- [Task]
Reproduce the material from its start through the line containing "box: [162, 215, 326, 273]", swapping "rough mask" for "coarse mask" and leaving everything else unchanged.

[Start of section]

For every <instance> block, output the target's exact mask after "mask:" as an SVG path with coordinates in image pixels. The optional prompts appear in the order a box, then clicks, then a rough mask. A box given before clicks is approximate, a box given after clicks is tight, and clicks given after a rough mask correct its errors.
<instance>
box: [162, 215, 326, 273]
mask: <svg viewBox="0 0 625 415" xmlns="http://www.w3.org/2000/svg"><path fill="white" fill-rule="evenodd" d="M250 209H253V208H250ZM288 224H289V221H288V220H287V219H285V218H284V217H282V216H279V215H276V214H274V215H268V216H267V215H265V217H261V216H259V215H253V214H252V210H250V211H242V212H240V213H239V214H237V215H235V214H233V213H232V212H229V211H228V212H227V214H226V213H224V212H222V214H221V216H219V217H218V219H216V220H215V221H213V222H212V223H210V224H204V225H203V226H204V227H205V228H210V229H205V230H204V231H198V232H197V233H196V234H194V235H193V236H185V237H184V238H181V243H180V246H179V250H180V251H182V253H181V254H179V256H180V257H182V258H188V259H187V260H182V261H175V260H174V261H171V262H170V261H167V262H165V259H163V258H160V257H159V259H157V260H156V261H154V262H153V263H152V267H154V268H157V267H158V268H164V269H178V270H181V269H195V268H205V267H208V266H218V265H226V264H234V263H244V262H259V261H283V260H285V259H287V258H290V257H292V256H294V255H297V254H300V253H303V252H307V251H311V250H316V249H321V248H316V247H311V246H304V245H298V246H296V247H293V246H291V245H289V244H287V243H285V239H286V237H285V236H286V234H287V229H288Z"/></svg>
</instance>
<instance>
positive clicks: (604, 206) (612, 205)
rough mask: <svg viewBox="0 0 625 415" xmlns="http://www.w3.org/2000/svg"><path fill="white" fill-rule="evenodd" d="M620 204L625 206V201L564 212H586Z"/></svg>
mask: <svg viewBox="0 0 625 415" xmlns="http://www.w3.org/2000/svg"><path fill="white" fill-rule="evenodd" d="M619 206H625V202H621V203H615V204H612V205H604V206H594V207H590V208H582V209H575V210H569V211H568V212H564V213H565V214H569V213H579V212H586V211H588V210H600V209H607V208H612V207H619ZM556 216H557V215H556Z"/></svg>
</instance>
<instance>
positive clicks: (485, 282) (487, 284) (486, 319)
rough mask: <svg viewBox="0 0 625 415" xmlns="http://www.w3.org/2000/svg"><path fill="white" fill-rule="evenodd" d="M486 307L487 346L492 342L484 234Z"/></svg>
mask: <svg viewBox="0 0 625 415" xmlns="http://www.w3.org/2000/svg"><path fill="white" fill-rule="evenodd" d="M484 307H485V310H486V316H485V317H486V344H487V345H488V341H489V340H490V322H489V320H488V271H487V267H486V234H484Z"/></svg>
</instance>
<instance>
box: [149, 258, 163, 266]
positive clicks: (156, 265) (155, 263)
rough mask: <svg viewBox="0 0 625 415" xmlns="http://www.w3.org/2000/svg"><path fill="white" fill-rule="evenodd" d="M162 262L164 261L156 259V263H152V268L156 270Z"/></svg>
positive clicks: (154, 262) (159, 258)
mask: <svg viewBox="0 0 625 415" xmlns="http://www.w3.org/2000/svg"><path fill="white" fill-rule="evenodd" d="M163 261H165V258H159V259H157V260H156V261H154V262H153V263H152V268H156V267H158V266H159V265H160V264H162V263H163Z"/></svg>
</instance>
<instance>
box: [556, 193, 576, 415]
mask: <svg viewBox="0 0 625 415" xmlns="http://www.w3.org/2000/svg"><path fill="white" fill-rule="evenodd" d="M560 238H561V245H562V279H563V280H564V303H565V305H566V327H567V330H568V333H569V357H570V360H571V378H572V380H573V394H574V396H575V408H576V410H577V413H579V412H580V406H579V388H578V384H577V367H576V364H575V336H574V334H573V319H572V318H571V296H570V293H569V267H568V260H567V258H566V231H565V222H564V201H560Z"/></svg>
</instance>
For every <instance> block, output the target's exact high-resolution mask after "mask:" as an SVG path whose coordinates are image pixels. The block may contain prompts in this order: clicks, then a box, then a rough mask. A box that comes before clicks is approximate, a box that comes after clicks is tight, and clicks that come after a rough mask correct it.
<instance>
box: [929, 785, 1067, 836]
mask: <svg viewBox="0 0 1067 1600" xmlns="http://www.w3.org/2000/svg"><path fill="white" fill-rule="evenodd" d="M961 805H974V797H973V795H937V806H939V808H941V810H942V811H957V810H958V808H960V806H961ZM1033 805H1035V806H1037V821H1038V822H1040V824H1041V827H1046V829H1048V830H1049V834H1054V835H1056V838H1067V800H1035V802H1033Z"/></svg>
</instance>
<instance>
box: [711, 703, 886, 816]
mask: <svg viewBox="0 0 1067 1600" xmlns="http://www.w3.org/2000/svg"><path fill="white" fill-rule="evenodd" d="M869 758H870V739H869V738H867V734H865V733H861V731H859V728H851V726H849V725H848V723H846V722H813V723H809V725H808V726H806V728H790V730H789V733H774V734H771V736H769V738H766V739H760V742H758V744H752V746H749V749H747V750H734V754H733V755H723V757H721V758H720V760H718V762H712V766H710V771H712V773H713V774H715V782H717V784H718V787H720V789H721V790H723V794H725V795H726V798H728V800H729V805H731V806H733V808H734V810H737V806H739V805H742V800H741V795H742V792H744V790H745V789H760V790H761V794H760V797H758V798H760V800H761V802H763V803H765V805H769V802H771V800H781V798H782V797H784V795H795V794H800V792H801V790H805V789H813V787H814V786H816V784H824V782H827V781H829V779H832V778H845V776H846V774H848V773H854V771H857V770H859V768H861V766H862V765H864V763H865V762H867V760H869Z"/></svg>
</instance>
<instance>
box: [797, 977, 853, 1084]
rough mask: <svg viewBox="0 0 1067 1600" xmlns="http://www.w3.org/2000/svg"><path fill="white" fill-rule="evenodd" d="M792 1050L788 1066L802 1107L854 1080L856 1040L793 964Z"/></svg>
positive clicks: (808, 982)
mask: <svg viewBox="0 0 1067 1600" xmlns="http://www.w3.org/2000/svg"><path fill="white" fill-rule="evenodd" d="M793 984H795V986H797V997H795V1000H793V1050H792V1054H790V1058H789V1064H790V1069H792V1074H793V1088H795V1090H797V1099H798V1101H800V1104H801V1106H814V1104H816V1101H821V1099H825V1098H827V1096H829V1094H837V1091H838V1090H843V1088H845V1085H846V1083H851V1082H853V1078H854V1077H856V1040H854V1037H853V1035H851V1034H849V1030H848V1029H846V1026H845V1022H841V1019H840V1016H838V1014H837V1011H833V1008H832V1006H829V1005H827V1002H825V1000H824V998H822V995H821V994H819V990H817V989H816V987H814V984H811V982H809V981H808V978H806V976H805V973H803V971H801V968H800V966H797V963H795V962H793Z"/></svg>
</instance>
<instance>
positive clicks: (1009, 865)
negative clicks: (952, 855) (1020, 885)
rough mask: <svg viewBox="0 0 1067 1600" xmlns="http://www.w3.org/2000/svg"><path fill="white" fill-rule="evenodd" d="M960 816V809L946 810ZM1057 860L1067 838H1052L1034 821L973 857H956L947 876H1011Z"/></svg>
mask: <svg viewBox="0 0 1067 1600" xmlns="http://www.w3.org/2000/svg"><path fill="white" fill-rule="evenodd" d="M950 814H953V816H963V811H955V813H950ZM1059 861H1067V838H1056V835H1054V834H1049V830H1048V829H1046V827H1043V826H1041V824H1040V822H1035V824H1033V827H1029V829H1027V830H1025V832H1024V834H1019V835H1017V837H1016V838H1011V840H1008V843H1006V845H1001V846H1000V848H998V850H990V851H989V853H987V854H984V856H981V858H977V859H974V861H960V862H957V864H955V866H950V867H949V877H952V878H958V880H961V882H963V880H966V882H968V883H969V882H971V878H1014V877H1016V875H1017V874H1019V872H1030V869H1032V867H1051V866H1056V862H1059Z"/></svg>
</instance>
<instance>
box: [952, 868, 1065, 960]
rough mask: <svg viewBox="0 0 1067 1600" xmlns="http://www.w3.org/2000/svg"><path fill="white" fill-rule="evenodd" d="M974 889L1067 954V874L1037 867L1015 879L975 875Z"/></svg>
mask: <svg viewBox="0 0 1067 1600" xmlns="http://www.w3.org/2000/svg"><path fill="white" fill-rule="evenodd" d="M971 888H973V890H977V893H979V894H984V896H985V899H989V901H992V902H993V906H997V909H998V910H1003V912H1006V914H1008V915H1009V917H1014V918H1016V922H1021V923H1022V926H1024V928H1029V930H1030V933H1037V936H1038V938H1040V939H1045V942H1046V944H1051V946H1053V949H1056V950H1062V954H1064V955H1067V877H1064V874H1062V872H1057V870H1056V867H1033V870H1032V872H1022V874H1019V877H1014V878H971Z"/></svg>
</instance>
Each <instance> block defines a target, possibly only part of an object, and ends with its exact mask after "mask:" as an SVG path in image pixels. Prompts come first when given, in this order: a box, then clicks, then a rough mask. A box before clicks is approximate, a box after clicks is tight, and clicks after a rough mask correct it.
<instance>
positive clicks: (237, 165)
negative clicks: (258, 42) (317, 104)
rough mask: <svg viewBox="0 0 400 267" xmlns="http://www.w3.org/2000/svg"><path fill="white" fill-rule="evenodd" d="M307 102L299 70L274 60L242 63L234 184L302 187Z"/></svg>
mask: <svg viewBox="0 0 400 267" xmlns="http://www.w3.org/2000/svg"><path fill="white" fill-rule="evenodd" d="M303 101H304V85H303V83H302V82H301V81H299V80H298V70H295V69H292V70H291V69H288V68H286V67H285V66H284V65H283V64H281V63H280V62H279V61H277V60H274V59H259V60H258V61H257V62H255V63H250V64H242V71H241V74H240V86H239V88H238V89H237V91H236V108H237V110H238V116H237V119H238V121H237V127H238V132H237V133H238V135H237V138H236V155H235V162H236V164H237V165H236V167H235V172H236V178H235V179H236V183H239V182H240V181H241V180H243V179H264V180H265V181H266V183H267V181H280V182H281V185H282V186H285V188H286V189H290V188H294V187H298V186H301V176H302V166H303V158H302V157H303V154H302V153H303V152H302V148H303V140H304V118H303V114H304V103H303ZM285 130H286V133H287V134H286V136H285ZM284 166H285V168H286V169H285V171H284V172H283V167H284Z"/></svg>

[End of section]

- [Written response]
For every <instance> block, output the target's exact mask after "mask:" as an SVG path with coordinates in image pixels. The optional prompts appear in the order a box, then clicks, then a coarse mask. A box given before clicks is approximate, a box given after clicks is tight, and clicks given after a coarse mask correct its errors.
<instance>
box: [162, 215, 326, 273]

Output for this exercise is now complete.